### Task goal
Report how many lines in the rows below contain the string "target", with case counting, and give only that number.

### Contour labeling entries
-*-

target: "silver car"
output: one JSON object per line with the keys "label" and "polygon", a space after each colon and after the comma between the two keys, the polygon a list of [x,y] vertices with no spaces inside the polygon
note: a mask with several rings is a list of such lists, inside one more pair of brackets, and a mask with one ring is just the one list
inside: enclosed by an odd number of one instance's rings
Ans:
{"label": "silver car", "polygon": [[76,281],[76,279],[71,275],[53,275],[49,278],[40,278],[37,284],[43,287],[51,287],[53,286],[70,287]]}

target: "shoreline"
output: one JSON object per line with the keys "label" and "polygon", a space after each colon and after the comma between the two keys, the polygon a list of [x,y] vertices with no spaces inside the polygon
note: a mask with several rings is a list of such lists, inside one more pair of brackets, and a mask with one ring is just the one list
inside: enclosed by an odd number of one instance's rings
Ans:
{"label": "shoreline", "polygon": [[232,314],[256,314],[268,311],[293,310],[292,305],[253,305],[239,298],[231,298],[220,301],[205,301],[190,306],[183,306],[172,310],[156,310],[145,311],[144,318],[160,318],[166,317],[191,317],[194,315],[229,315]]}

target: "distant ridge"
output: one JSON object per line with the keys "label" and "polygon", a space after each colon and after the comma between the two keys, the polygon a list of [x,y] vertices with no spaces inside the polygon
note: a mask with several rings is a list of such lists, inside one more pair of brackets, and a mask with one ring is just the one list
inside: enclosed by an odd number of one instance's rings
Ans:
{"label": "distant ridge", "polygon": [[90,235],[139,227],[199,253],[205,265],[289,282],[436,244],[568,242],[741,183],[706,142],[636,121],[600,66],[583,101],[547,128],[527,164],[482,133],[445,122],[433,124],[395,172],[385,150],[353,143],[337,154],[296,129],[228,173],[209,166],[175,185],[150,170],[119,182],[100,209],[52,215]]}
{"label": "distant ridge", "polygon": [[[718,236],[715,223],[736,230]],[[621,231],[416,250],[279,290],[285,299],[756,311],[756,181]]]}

-*-

### Solution
3